Selasa, 02 Maret 2010

Menyesal bertemu orang baik


Pernahkah menyesal bertemu seseorang? Mungkin pernah. Tapi pasti dia bukan orang baik, atau ia pernah membuatmu sakit hati. Tapi pernahkah kau menyesal bertemu dengan orang yang sangat baik? Aneh, tapi aku (pernah) menyesalinya.

Kenapa? Pasti semua orang akan bertanya demikian? Bukankah bertemu dgn orang baik akan membawa kebaikan juga bagimu? atau bukankah orang baik tidak akan menyakiti hatimu?
Aneh...

Ya, demikianlah adanya. Aku pernah mengucapkan "menyesal" bertemu orang baik. Kenapa? alasannya satu, karena ia terlalu baik. Kebaikannya itu membuatku sangat "tidak nyaman". Malah aku sempat berpikir "seandainya dia tidak terlalu baik..., maka...."

Tetapi aku baru saja tahu, bahwa tenyata ada saat2 dimana kebaikan seseorang tidak sinergi dengan keadaan yang ada, yang mengharuskan untuk berpikir 'tidak logis'. Keadaan itu, di mana antara realita dan keinginan tidak dapat bertemu pada satu titik yang sama.
Ya....mungkin di saat itu kau akan mengatakan menyesal bertemu orang yang sangat baik...
Karena kau tak sebaik dirinya....


buat seorang teman yang selalu sangat baik, maaf buat semuanya
...

Selasa, 23 Februari 2010

Hanya Prolog, Tak Sempat Lebih Dari Itu


Aku benar-benar lupa bagaimana menulis. Beberapa waktu belakangan, aku merasa tak punya waktu untuk menulis, namun lebih tepatnya tak memiliki rasa yang memaksa untuk dikeluarkan dalam kalimat-kalimat. Takut, gembira, kalut, lucu, debar, sakit atau apapun itu telah menyatu menjadi satu, mengawang-awang di angkasa lalu terbang entah kemana. Pergi....

(Informasi yang Ditampilkan)

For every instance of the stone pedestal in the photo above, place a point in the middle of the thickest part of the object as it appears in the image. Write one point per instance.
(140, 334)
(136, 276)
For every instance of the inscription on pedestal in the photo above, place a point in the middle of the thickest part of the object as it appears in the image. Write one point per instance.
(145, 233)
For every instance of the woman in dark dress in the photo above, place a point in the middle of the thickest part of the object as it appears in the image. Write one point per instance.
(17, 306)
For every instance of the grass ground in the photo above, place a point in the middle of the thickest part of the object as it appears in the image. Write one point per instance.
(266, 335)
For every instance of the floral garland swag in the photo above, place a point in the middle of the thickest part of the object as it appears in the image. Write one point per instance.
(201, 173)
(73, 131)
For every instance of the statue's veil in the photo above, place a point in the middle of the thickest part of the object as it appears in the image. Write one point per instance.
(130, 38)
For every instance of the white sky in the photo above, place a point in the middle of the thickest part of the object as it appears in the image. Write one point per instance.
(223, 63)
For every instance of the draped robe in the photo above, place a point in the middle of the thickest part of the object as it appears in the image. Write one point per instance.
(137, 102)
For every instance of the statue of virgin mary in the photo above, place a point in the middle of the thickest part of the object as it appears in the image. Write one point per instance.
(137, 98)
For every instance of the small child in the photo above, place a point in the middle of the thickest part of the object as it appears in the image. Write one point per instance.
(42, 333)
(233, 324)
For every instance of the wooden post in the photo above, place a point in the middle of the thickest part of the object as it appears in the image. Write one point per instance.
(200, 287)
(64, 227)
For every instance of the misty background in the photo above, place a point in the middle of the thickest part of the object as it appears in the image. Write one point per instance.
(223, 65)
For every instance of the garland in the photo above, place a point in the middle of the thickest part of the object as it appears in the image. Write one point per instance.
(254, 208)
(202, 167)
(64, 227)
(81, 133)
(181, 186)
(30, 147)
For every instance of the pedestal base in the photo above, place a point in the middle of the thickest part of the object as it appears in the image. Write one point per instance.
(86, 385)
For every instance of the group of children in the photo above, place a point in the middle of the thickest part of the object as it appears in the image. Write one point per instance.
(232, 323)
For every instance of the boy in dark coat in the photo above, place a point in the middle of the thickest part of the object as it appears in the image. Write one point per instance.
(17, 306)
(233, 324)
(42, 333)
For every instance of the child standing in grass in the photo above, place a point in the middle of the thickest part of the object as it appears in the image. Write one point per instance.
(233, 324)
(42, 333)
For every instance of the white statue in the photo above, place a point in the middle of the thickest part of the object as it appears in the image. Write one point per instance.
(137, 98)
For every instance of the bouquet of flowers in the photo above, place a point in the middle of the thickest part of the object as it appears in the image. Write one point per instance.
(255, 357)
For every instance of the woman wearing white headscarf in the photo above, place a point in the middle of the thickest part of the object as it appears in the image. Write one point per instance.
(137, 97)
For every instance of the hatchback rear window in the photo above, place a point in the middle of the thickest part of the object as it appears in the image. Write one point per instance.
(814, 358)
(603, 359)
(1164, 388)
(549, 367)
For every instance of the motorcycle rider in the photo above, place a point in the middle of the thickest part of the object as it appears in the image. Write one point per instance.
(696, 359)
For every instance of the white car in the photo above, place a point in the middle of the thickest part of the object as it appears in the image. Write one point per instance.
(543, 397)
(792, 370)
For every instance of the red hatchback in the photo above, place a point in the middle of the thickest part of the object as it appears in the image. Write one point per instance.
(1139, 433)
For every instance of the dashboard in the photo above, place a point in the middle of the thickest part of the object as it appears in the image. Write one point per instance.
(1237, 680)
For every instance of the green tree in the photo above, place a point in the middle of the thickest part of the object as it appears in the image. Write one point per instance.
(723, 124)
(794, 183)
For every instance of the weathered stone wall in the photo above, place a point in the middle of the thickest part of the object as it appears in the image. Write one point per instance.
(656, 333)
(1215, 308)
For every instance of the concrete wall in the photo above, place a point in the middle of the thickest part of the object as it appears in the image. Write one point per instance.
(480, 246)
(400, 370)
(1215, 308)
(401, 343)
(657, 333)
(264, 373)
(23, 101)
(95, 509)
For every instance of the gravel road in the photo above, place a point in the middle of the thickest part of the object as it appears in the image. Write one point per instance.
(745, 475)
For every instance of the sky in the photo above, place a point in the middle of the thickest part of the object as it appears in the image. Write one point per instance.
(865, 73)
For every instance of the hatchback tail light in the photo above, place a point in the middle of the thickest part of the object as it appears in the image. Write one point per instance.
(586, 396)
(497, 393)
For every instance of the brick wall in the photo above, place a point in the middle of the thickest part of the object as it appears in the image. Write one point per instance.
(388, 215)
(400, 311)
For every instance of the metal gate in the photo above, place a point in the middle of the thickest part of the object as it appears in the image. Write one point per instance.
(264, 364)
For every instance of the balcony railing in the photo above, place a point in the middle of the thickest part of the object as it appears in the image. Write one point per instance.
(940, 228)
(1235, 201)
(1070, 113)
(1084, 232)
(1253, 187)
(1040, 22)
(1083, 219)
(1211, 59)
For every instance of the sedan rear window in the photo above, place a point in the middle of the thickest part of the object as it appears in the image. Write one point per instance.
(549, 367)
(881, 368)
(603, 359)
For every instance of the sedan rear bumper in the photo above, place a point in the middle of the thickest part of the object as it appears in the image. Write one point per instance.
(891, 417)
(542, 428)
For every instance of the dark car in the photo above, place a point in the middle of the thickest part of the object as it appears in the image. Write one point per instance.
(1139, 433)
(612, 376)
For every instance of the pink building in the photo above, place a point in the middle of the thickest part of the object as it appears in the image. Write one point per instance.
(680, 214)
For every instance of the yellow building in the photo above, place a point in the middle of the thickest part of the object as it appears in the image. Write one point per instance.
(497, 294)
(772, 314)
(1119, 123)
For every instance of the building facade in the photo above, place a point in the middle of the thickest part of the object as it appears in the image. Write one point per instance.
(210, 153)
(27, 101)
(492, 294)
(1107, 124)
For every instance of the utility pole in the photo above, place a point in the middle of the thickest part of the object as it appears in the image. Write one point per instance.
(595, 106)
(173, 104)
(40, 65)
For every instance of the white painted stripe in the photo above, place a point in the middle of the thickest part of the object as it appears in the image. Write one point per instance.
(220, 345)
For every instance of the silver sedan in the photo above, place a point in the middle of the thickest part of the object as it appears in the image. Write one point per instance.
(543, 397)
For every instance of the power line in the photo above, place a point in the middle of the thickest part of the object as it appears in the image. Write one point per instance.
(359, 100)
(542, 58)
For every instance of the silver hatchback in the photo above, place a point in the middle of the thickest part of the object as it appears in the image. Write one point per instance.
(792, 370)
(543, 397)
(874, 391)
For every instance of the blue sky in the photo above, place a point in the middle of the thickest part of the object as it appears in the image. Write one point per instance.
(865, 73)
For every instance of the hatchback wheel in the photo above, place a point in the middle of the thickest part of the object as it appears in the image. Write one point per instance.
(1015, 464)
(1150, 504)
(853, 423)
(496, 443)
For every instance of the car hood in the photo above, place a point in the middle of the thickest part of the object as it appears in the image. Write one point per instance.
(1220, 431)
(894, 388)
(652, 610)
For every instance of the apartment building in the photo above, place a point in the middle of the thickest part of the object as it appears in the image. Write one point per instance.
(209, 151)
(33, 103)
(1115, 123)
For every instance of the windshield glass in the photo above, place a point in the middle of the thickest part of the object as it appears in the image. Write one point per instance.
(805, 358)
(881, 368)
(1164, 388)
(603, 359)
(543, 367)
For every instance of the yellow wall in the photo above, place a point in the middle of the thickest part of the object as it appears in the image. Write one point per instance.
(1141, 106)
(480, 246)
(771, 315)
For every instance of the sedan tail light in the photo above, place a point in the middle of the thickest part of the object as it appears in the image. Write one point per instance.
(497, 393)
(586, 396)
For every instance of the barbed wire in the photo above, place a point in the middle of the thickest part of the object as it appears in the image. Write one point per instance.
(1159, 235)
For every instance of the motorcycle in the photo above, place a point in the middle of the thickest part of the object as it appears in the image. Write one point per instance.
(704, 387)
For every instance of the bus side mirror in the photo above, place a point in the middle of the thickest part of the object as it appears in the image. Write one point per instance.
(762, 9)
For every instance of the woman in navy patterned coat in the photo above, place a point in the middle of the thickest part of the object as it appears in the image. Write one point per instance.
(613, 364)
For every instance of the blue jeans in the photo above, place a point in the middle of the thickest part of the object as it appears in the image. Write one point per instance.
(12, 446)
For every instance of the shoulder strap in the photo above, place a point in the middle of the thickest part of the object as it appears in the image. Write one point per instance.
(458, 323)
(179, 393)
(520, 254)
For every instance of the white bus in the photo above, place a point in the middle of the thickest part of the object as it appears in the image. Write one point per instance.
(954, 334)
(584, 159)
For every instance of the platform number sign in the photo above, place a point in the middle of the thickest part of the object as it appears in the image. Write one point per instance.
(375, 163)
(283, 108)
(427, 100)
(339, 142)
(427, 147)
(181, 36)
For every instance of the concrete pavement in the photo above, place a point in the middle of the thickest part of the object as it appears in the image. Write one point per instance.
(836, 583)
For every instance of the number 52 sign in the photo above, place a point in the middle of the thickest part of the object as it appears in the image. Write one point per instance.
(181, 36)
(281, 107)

(Soal Latihan)
1. Dalam petikan halaman, apa satu-satunya alasan penulis menyesal bertemu orang baik?
2. Kutip dari petikan halaman bagian yang mulai dari "Selasa, 02 Maret" sampai dengan "aku (pernah) menyesalinya.".

(Kunci Jawaban)
1. Karena orang itu terlalu baik.

2.
Selasa, 02 Maret 2010

Menyesal bertemu orang baik


Pernahkah menyesal bertemu seseorang? Mungkin pernah. Tapi pasti dia bukan orang baik, atau ia pernah membuatmu sakit hati. Tapi pernahkah kau menyesal bertemu dengan orang yang sangat baik? Aneh, tapi aku (pernah) menyesalinya.